ÉNONCÉ ÉCRIT 1: D'après le texte sur Zermelo, en quelle année paraît sa démonstration du théorème du bon ordre ?
ÉNONCÉ ÉCRIT 2: Écrivez la suite du texte sur Zermelo et la théorie des ensembles, s'il vous plaît, en commençant juste après sa dernière phrase.

TEXTE FOURNI:
============================================================
Comme le dit jadis, par un matin de janvier au début du XXe siècle, monsieur Ernst Zermelo : Brrr, fait pas chaud aujourd'hui.

Mais qu'à cela ne tienne ! , ajouta-t-il avant de s'en retourner gratter derrière son bureau en bois d'acacia(1). Axiomatiser(2) la théorie des ensembles, et par la même occasion toutes les mathématiques, c'est pas une mince affaire. Alors, entre deux complétions, pour se détendre, il travaille sur d'autres « petits » théorèmes. C'est en 1904 qu'il publie une « petite » démonstration, celui du théorème de bon ordre, qui finira par s'appeler théorème de Zermelo(3).

Donne-moi un ensemble, je te définirai un bon ordre. C'est-à-dire que n'importe quel sous-ensemble (non-vide) dudit ensemble contiendra un plus petit élément.

— Théorème de Zermelo

Ouais, bon, ça a pas l'air comme ça, mais d'une part c'est pas si simple à démontrer, d'autre part, c'est tout à fait contre-intuitif. Ben oui. Un plus petit élément sur \(\mathbb{R}\), c'est déjà bizarre. Mais sur n'importe quel sous-ensemble de \(\mathbb{R}\)… alors, la communauté mathématique réagit avec véhémence, et pointe du doigt une toute petite phrase de rien du tout : l'énonciation par Zermelo de l'existence d'une fonction « de choix »(4) pour tout ensemble. Dès lors, on regarde cette histoire de choix avec un œil suspicieux. L'infini pose encore une fois problème. Car si l'on peut choisir un bonbon dans une boîte de bonbons, choisir deux bonbons dans deux boîtes de bonbons… peut continuer comme ça jusqu'à l'infini ?
Zermelo répond alors à ses détracteurs Bah, j'ai admis cette propriété, c'est un axiome, quoi. On verra plus tard pour les explications, j'en ai encore pour quatre ans et je suis à vous.

Et en effet, en 1908, Ernst Zermelo publie un papier dans lequel il énonce 7 axiomes :

  • Axiome d'extensionnalité : si tout élément de \(A\) appartient à \(B\) et vice versa, alors \(A = B\) ;
  • Axiome des ensembles élémentaires : il existe un unique ensemble vide, pour tout \(a\) définissable il existe un unique ensemble singleton \({a}\), et pour tout \(a\), \(b\) définissables il existe un unique ensemble \({a,b}\) ;
  • Axiome de séparation : si une propriété \(P\) est définie sur un ensemble \(A\), alors il existe un sous-ensemble de \(A\) tel que \(P\) soit vraie pour tout élément de ce sous-ensemble ;
  • Axiome de l'ensemble des parties : pour tout ensemble \(A\), il existe un ensemble \(A'\) dont les éléments sont les sous-ensembles de \(A\) ;
  • Axiome de la réunion : pour tout ensemble \(A\), il existe un ensemble \(∪A\) dont les éléments sont les éléments de chacun des éléments de \(A\)(5) ;
  • Axiome de l'infini : il existe un ensemble qui contient l'ensemble vide et qui est stable par l'application de la fonction \(x -> x∪{x}\) ;
  • Et pour finir, le fameux axiome du choix : pour un ensemble \(A\), il existe une fonction \(f\) telle que si \(x ∈ A, f(x) ∈ x\), donc une fonction qui « choisit » un élément dans chaque ensemble.
============================================================
DONNÉES FOURNIES:
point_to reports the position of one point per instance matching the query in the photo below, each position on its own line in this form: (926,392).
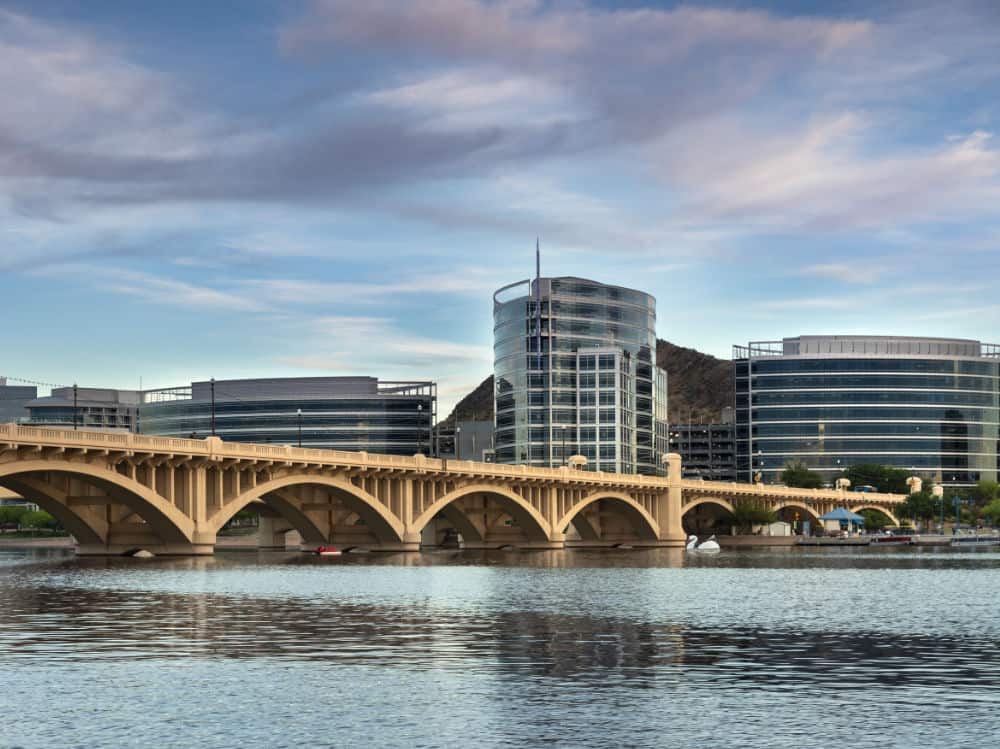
============================================================
RÉPONSE À L'EXERCICE 1: En 1904.

RÉPONSE À L'EXERCICE 2:
Et avec tout ça, on peut développer la théorie des ensembles, mais aussi les théories d'analyses, de géométrie, d'algèbre… en bref, toutes les mathématiques(6). Et en plus, cela permet d'éviter les paradoxes comme celui de Russel. Le seul problème, c'est cet axiome du choix. Non content d'impliquer le théorème de Zermelo, il implique aussi d'autres résultats fâcheux, comme l'existence de parties de \(\mathbb{R}\) non mesurables, ou dans une version plus bizarre encore le paradoxe de Banach-Tarsky(7). En bref, il a l'air un peu louche ; les mathématiciens prennent donc soin à chaque nouveau théorème de préciser si oui ou non ils ont besoin d'admettre l'axiome « de Zermelo » pour le démontrer. Deux branches des mathématiques(8) se développent, et certains théorèmes ne sont vrais que dans l'une ou l'autre de ces branches (par exemple, sans l'axiome du choix, une réunion d'un nombre dénombrable d'ensembles dénombrables peut être indénombrable(9)). Il faudra attendre Kurt Gödel et sa notion de démontrabilité pour pouvoir affirmer en 1938 que les résultats obtenus avec l'axiome du choix, bien que souvent perturbants, ne sont pas contradictoires.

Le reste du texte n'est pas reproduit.